Collected data entries
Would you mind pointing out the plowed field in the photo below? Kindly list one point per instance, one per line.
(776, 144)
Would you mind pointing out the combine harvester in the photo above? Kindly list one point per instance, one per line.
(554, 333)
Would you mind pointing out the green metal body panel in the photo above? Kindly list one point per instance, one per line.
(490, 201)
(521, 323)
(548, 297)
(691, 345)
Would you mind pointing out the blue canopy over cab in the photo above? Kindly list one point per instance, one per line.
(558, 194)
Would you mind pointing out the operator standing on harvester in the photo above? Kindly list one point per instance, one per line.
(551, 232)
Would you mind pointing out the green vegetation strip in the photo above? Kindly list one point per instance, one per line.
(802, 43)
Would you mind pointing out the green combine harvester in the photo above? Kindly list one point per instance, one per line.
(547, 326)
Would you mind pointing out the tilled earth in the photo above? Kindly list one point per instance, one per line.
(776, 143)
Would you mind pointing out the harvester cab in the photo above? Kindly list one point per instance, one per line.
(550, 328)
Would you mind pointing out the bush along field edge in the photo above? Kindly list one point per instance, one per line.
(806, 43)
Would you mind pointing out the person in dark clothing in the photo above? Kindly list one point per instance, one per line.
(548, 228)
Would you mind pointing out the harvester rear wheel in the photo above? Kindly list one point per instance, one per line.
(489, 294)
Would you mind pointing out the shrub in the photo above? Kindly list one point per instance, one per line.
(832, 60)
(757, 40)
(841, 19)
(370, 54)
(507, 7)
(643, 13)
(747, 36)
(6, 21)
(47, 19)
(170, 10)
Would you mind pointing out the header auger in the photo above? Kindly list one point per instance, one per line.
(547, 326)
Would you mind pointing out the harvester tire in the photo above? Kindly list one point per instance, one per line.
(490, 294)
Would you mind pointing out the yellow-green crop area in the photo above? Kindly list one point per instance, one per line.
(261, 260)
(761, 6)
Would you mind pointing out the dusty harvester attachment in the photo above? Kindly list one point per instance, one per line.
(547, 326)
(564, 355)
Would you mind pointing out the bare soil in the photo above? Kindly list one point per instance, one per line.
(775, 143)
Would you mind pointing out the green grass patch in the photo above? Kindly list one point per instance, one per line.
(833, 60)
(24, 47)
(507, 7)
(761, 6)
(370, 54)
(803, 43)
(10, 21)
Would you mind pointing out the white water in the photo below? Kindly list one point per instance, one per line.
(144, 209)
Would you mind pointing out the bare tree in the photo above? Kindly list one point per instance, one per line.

GIVEN REQUEST → Repeat the lines above exactly.

COMPLETE ANSWER →
Would you mind pointing out the plowed field in the photo below? Kindly list one point per instance, one per line.
(776, 144)
Would you mind pointing out the combine harvester in the photo above? Kindly list one point per instance, one per line.
(554, 333)
Would you mind pointing out the green metal body panel in the photo above? Kindly list one point per instance, one per line.
(490, 201)
(521, 323)
(548, 297)
(691, 345)
Would you mind pointing out the blue canopy over cab in the photo above? Kindly list one point per instance, one per line.
(558, 194)
Would you mind pointing out the operator standing on harvester in the photo above? Kindly list one point per instance, one per line.
(551, 232)
Would you mind pointing out the green vegetation strip in the photo above? Kindly list one point per instance, one per line.
(802, 43)
Would you mind pointing out the green combine harvester in the photo above? Kindly list one point per instance, one per line.
(547, 326)
Would you mind pointing out the tilled earth in the photo above? Kindly list one point per instance, one per line.
(776, 143)
Would you mind pointing out the harvester cab in the photo above? Kindly list one point per instance, one per line.
(550, 328)
Would you mind pointing out the bush along field edge in the photo above? Kindly list one point per instance, one per line.
(806, 43)
Would you mind pointing out the person in dark clothing in the photo above? Kindly list one point per instance, one per line.
(548, 228)
Would you mind pointing out the harvester rear wheel in the photo above? Kindly list one point per instance, one per line.
(489, 294)
Would you mind pointing out the shrub in the photo above? Kindly list one point per instance, one per line.
(832, 60)
(757, 40)
(841, 19)
(370, 54)
(507, 7)
(643, 13)
(747, 36)
(6, 21)
(47, 19)
(170, 10)
Would you mind pointing out the header auger in the photo above? Kindly list one point per instance, one per line.
(547, 326)
Would you mind pointing out the harvester tire in the photo above? Kindly list one point per instance, one per line.
(490, 294)
Would you mind pointing out the yellow-green crop area in the photo above? Kindly list one point per instance, one per line.
(261, 260)
(761, 6)
Would you mind pointing out the dusty harvester attachment in the photo above? Kindly list one point per instance, one per line.
(547, 326)
(564, 355)
Would you mind pointing out the bare soil in the photo above? Kindly list one point per instance, one per line.
(775, 143)
Would you mind pointing out the green grass patch in the photo above? Kindly list one point per instance, one per line.
(833, 60)
(24, 47)
(507, 7)
(761, 6)
(370, 54)
(803, 43)
(10, 21)
Would you mind pointing out the white water in the photo below? Kindly list one point per instance, one per line.
(144, 209)
Would you mind pointing out the bare tree in the photo above? Kindly list one point per instance, one per line.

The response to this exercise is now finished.